Extrait choisi –
------------------------------------------------

Représentant un centième seulement des quinze millions de salariés du pays, les 152 000 cheminots de l’établissement public industriel et commercial SNCF sont souvent présentés comme les responsables de 25 % du total annuel des jours de grève que connaît la France, avec des pointes au-­delà de 40 % les grandes années – 1995, 2003, 2014, etc.

Ce chiffre impressionnant est à prendre avec précaution, car le décompte des grèves, tous secteurs confondus, est imparfait. L’indicateur le moins mauvais est celui de la Dares, la Direction des études et des statistiques du ministère du Travail. Il porte seulement sur le secteur privé, sans la fonction publique, et il rate tous les petits débrayages. Pour que la Dares ait connaissance d’un conflit, il faut que ce dernier se déroule dans les formes, avec préavis transmis à l’Inspection du travail. La Dares est, du reste, consciente des limites de son indicateur. Elle mène une enquête de terrain peu connue mais très intéressante à intervalles réguliers, l’étude « Réponse ». Cette dernière laisse penser que huit conflits sociaux sur dix dans le privé ne sont pas répertoriés. Comme ceux de la SNCF, au contraire, sont tous connus, la part de cette dernière dans le total national serait surévaluée.

La SNCF met en accès libre tout l’historique des conflits depuis 1947, année par année. Il est exprimé selon un indicateur maison, la « journée de travail perdue par agent ». Cet indicateur fluctue entre 0,5 les années calmes (0,49 en 2011, 0,56 en 2012) et 2 ou davantage les années difficiles, comme en 2003 (2,26), voire près de 6 pendant la grande crise de 1995 (5,82), années de réforme des retraites. Le chiffre 2014 n’est pas encore connu mais il sera élevé, en raison des dix jours de grève nationale du mois de juin.

L’indicateur maison du rail laisse penser que la « conflictualité » est sous contrôle. La courbe est nettement orientée à la baisse depuis les années 1970. Avec la SNCF, toutefois, il faut être prudent, car la fausse transparence est une de ses spécialités. Dans les statistiques de ponctualité, elle ne compte pas les trains annulés, ni les trains ayant moins de cinq minutes cinquante-­neuf secondes de retard. Dans les arrêts de travail, elle ne compte pas les arrêts longue durée. Et concernant les mouvements sociaux, les syndicats l’accusent régulièrement de ne pas compter tous les grévistes. Sans parler du fait qu’il y a gréviste et gréviste. Un débrayage massif au service de presse pléthorique de la SNCF a moins de conséquences pour les voyageurs que l’arrêt de travail d’un seul conducteur de TGV.

------------------------------------------------

Jeu de données –
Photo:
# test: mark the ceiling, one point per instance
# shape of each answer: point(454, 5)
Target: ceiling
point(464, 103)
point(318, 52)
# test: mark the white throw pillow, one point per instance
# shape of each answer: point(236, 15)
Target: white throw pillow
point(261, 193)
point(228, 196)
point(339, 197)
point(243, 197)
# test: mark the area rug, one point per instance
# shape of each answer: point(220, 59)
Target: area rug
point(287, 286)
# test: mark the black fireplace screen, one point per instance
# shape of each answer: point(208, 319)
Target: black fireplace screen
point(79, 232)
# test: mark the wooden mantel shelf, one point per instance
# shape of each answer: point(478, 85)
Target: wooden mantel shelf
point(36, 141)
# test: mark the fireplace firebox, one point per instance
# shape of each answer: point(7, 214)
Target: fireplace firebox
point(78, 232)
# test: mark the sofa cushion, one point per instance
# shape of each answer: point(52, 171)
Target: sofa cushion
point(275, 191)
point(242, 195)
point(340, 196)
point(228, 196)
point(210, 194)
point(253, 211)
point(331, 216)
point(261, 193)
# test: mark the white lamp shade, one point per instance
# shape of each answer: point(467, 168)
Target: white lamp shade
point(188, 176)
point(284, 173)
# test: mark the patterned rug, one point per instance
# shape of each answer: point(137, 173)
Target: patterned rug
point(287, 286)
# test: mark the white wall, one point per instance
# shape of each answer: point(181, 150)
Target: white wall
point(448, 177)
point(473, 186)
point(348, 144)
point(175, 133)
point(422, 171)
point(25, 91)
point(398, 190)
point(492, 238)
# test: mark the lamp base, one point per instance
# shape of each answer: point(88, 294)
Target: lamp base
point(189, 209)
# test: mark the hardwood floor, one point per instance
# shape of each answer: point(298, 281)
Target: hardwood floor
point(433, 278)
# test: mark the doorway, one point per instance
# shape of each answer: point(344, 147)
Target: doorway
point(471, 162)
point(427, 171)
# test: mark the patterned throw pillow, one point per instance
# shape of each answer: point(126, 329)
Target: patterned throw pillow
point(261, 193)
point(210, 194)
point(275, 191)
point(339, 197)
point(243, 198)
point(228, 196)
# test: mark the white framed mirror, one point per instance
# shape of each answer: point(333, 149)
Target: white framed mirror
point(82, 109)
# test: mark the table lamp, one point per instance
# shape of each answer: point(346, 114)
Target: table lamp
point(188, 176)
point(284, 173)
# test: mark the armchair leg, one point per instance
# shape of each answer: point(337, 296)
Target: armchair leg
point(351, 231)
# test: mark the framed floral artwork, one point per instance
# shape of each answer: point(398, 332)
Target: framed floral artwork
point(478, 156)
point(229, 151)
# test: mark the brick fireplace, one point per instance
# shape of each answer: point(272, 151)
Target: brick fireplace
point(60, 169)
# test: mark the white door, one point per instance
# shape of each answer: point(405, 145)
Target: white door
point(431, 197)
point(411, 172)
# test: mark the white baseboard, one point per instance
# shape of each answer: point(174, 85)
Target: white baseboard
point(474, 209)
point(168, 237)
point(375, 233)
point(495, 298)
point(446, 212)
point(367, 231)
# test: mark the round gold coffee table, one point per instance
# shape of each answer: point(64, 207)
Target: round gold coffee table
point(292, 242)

------------------------------------------------

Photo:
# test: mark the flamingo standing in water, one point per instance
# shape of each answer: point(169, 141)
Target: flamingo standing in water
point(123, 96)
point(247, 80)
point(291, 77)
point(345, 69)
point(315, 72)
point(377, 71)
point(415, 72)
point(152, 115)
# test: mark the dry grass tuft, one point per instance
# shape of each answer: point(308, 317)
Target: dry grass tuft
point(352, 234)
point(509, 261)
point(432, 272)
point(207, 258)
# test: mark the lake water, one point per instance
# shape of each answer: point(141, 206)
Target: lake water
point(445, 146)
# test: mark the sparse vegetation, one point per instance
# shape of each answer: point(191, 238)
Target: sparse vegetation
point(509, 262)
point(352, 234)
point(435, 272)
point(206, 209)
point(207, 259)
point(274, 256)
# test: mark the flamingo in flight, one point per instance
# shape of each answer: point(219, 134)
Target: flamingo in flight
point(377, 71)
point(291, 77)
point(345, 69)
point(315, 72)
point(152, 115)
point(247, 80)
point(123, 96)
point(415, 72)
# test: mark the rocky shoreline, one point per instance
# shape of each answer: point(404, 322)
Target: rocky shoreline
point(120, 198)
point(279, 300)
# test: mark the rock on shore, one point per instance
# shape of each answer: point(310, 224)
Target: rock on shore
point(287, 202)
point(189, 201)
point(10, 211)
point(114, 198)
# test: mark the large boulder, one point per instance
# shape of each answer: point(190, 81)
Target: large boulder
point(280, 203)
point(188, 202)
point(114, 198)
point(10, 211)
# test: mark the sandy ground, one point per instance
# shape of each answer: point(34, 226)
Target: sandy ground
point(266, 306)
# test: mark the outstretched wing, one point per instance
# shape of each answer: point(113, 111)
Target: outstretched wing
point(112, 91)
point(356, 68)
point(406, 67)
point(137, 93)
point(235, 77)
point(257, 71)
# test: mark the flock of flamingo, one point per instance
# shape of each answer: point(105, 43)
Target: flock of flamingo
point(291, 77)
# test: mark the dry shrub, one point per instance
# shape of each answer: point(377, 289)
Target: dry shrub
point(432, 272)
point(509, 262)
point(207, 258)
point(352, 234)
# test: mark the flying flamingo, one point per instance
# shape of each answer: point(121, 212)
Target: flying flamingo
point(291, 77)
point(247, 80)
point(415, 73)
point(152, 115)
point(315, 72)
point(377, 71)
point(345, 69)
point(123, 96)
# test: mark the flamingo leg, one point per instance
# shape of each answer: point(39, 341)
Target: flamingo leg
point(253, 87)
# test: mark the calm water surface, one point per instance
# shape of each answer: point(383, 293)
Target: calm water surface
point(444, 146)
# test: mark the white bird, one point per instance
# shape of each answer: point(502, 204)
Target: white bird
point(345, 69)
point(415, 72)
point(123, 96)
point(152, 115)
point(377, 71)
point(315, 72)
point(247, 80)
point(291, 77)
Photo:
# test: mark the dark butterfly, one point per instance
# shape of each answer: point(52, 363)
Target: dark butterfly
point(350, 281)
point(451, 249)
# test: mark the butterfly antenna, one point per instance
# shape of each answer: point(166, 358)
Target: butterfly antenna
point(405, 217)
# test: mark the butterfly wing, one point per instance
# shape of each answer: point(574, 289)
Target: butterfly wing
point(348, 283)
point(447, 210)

------------------------------------------------

Reproduisez fidèlement l'extrait sur les grèves à la SNCF, en recopiant tout le passage qui va de « L’indicateur maison du » jusqu'à « conducteur de TGV. ». Les enregistrements ne sont d'aucune utilité pour ce travail.

L’indicateur maison du rail laisse penser que la « conflictualité » est sous contrôle. La courbe est nettement orientée à la baisse depuis les années 1970. Avec la SNCF, toutefois, il faut être prudent, car la fausse transparence est une de ses spécialités. Dans les statistiques de ponctualité, elle ne compte pas les trains annulés, ni les trains ayant moins de cinq minutes cinquante-­neuf secondes de retard. Dans les arrêts de travail, elle ne compte pas les arrêts longue durée. Et concernant les mouvements sociaux, les syndicats l’accusent régulièrement de ne pas compter tous les grévistes. Sans parler du fait qu’il y a gréviste et gréviste. Un débrayage massif au service de presse pléthorique de la SNCF a moins de conséquences pour les voyageurs que l’arrêt de travail d’un seul conducteur de TGV.